● Work to complete
Print, exactly as given, each line of the data from the line containing "Challenge round — find the spectator" up to and including its last line.

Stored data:
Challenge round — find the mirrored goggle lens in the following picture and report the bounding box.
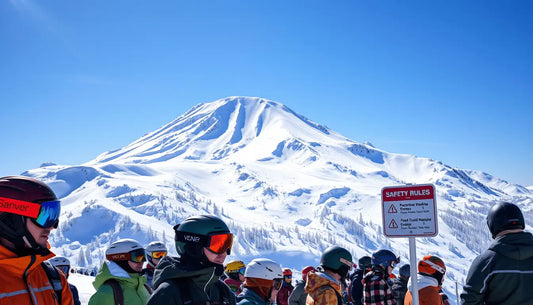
[33,201,61,228]
[152,251,167,259]
[56,266,70,275]
[130,249,146,263]
[0,197,61,228]
[207,233,233,254]
[273,279,282,290]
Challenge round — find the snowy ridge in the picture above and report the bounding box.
[24,97,533,302]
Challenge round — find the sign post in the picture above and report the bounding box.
[381,184,438,305]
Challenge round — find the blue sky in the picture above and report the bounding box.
[0,0,533,185]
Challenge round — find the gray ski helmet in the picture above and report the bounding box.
[359,256,372,269]
[174,215,231,256]
[320,246,353,279]
[487,201,526,238]
[400,264,411,277]
[372,250,400,271]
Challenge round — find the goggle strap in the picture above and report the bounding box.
[0,197,41,218]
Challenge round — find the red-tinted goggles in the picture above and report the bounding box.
[106,249,146,263]
[176,231,233,255]
[0,197,61,228]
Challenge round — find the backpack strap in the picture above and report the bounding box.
[41,261,63,304]
[104,279,124,305]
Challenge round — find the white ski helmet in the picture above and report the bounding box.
[145,241,168,267]
[244,258,283,280]
[105,238,145,262]
[48,256,70,267]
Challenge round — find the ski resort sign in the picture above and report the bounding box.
[381,184,438,237]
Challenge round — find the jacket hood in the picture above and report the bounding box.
[152,256,220,290]
[305,272,341,296]
[489,232,533,261]
[93,261,146,290]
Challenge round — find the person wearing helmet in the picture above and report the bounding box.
[142,241,168,288]
[305,246,353,305]
[224,260,246,295]
[237,258,283,305]
[89,239,151,305]
[289,266,316,305]
[391,264,411,305]
[363,250,400,305]
[461,202,533,305]
[405,255,448,305]
[348,256,372,305]
[48,256,81,305]
[276,268,294,305]
[148,215,235,305]
[0,176,73,305]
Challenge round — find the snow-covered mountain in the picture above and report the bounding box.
[24,97,533,303]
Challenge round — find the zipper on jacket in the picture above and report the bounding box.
[22,255,37,305]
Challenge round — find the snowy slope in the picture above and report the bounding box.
[24,97,533,301]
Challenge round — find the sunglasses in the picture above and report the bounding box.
[151,251,167,259]
[174,227,233,255]
[0,197,61,229]
[106,249,146,263]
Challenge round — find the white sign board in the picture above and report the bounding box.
[381,184,438,237]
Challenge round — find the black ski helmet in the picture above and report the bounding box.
[0,176,57,255]
[320,246,353,279]
[174,215,231,257]
[487,201,526,238]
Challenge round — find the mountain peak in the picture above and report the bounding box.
[91,96,332,164]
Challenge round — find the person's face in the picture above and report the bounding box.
[26,218,54,248]
[128,261,144,272]
[204,248,228,265]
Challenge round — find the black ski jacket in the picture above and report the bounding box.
[461,232,533,305]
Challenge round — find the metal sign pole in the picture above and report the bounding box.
[409,237,420,305]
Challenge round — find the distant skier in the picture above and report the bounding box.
[289,266,316,305]
[461,202,533,305]
[305,246,353,305]
[363,250,400,305]
[391,264,411,305]
[142,241,168,288]
[237,258,283,305]
[48,256,81,305]
[224,260,246,295]
[405,255,448,305]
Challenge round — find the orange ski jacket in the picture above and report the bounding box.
[0,245,74,305]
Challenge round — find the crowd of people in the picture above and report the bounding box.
[0,176,533,305]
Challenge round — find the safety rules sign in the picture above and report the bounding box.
[381,184,438,237]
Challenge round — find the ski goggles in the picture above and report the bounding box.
[150,251,167,259]
[176,230,233,255]
[272,279,283,290]
[0,197,61,229]
[105,249,146,263]
[56,265,70,275]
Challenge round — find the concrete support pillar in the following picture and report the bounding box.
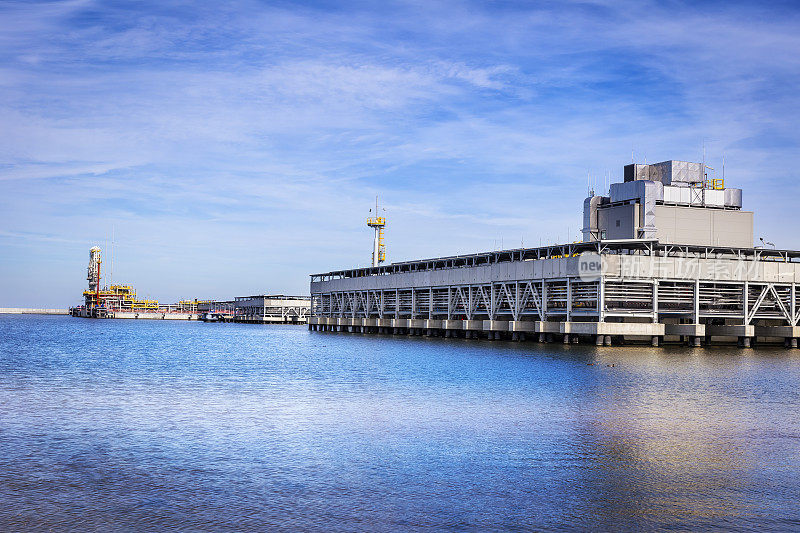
[739,337,751,348]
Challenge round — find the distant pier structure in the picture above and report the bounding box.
[71,246,311,324]
[308,161,800,347]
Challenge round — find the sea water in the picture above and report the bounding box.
[0,316,800,531]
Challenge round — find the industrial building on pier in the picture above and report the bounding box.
[309,161,800,347]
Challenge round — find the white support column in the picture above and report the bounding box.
[447,287,453,320]
[742,281,750,326]
[597,275,606,322]
[488,283,496,320]
[653,279,658,324]
[567,278,572,322]
[539,280,547,321]
[692,279,700,324]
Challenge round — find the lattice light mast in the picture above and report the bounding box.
[367,196,386,267]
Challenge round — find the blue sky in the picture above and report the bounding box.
[0,0,800,306]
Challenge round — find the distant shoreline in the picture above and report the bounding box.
[0,307,69,315]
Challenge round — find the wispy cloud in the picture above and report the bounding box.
[0,0,800,305]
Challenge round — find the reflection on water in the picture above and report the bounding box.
[0,317,800,531]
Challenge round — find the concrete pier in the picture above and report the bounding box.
[310,240,800,348]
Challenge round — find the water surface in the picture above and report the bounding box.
[0,315,800,531]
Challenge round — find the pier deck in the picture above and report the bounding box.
[309,239,800,347]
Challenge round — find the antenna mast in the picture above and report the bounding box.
[367,196,386,267]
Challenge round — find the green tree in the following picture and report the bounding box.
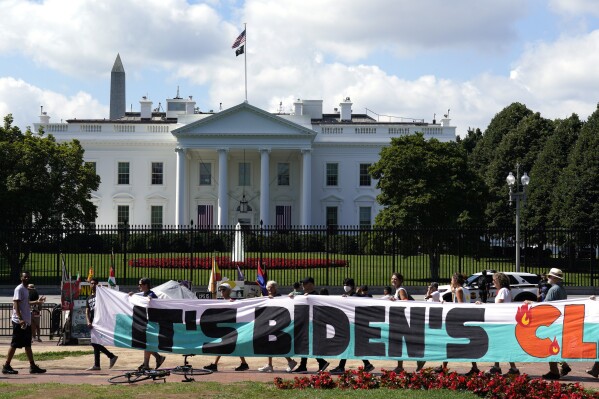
[485,113,554,227]
[523,114,583,229]
[370,133,484,280]
[552,105,599,229]
[0,115,100,282]
[471,103,532,176]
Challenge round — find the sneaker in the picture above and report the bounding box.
[584,367,599,378]
[541,371,561,380]
[292,365,308,373]
[29,364,46,374]
[285,359,297,373]
[2,364,19,374]
[364,363,374,373]
[156,356,166,368]
[204,363,218,371]
[235,363,250,371]
[318,360,330,371]
[258,364,273,373]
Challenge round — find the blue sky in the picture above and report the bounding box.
[0,0,599,135]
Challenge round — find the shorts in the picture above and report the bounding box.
[10,321,31,348]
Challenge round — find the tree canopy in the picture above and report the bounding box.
[0,115,100,281]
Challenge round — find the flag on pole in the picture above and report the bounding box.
[208,256,222,297]
[231,29,245,48]
[108,265,116,287]
[237,265,245,281]
[256,262,268,296]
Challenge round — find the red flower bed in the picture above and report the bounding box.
[274,367,599,399]
[129,256,348,270]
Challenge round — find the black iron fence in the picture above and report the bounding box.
[0,226,599,290]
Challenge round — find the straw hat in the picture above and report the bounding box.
[547,267,564,280]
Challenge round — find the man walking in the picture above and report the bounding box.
[542,268,572,380]
[85,277,119,371]
[2,272,46,374]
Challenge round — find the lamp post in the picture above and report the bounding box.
[505,164,530,272]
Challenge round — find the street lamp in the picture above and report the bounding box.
[505,164,530,273]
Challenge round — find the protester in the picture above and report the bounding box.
[481,273,520,375]
[27,284,42,343]
[542,268,572,380]
[204,283,250,371]
[129,277,166,370]
[258,280,299,373]
[2,272,46,374]
[424,282,441,302]
[85,277,119,371]
[289,277,329,373]
[331,277,374,374]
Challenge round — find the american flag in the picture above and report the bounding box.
[231,29,245,48]
[275,205,291,228]
[198,205,213,228]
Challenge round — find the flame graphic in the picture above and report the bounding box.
[549,337,560,356]
[516,303,532,327]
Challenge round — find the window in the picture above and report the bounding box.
[326,163,339,186]
[152,162,164,184]
[85,161,97,174]
[198,205,214,229]
[275,205,291,228]
[277,162,289,186]
[327,206,339,227]
[117,162,129,184]
[239,162,250,186]
[359,206,372,228]
[150,205,162,228]
[200,162,212,186]
[116,205,129,225]
[360,163,372,187]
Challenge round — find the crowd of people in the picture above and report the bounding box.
[2,268,599,380]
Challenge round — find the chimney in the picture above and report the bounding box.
[293,98,302,115]
[339,97,352,121]
[139,96,152,119]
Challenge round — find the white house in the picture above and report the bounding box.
[34,56,456,227]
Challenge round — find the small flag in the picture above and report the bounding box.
[256,262,268,296]
[108,265,116,287]
[237,265,245,281]
[208,257,222,296]
[231,29,245,48]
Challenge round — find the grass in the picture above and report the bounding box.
[0,382,477,399]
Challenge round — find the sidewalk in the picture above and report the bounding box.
[0,337,599,391]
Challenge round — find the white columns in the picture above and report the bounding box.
[301,149,312,226]
[175,147,187,225]
[218,148,229,226]
[260,148,270,226]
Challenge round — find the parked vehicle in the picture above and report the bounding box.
[439,270,541,302]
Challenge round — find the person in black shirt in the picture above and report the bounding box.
[85,277,119,371]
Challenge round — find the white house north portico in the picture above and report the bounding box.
[35,57,455,227]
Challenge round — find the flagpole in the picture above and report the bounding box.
[243,22,247,103]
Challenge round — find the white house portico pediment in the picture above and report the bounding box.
[172,103,316,143]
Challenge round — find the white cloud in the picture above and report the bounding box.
[0,77,108,131]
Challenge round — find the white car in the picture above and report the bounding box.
[439,270,541,302]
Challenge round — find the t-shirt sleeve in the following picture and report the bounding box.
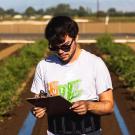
[95,58,113,95]
[31,62,45,94]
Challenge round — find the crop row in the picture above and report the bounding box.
[97,35,135,90]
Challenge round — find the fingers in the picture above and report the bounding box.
[32,107,46,118]
[70,101,88,115]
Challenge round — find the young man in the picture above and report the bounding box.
[31,16,114,135]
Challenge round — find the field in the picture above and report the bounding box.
[0,38,135,135]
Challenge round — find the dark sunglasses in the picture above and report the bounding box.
[49,39,74,52]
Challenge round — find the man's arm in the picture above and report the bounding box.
[31,94,46,118]
[71,89,114,115]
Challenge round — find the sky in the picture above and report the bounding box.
[0,0,135,12]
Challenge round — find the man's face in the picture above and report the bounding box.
[49,36,76,62]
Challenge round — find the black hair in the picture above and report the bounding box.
[45,16,79,45]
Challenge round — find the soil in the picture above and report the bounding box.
[0,43,12,51]
[0,45,135,135]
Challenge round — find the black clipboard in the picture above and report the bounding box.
[26,96,72,116]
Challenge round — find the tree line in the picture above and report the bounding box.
[0,4,135,17]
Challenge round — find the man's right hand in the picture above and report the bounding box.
[32,107,46,118]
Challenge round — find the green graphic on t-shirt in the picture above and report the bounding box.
[58,80,81,101]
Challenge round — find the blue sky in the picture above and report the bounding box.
[0,0,135,12]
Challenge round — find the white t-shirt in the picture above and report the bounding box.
[31,49,112,102]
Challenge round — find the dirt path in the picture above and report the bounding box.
[0,45,135,135]
[128,43,135,51]
[0,44,26,60]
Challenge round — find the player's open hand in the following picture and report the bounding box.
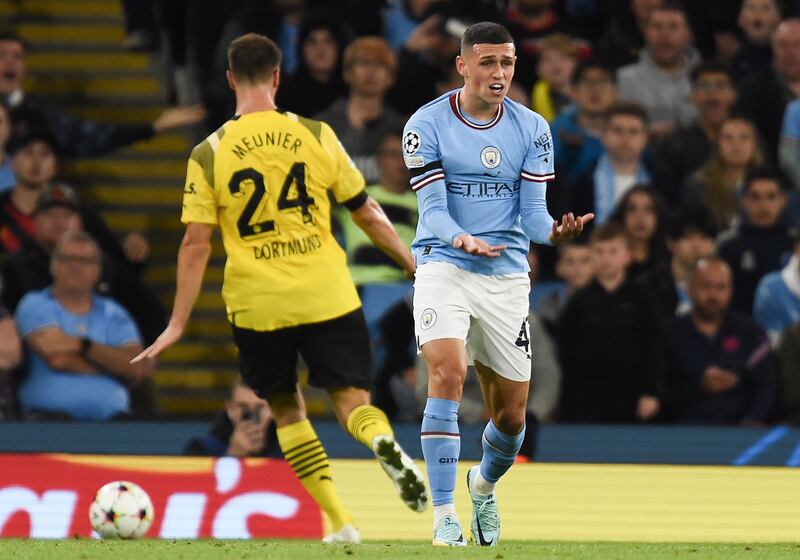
[131,325,183,364]
[453,233,506,257]
[550,212,594,245]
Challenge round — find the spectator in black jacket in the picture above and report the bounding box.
[278,13,347,117]
[559,223,663,422]
[652,62,736,205]
[0,32,205,157]
[640,206,717,324]
[665,257,776,424]
[183,381,283,457]
[717,168,794,315]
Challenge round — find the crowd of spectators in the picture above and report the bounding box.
[0,0,800,428]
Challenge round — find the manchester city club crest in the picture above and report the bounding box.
[481,146,502,169]
[419,307,436,331]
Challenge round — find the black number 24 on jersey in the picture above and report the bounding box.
[228,162,314,238]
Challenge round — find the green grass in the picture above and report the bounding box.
[0,539,800,560]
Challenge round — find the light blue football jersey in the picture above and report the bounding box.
[403,90,555,274]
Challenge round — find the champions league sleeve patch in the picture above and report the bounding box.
[403,130,420,156]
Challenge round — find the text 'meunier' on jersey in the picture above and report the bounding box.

● Answer to the exercise
Challenge round — find the spectator in black jacket in the picture above and report the bounding box.
[278,13,347,117]
[559,223,663,422]
[652,62,736,205]
[0,32,205,157]
[640,206,717,324]
[665,257,776,424]
[183,381,283,457]
[717,168,794,315]
Challenge round — find the crowd of spectators in the picture above and report the bounding box.
[0,0,800,428]
Challenge round — find the manchester city club crest in the picture above and report the bounding box.
[481,146,502,169]
[419,307,436,331]
Challenge round — find the black number 24 on jersey in the picture above and report the bounding box.
[228,162,314,238]
Challenge round — find the green grass in the picture above and report the bounding box.
[0,539,800,560]
Challenge round — find the light blue football jersey in the picture above and report the bounding box.
[403,90,555,274]
Challenge round — find the champions league sleeve patch in the picture above and report the bounding box.
[403,130,420,156]
Challenge round — find the text 'meunier' on jersey in the picture above and report the bounding box.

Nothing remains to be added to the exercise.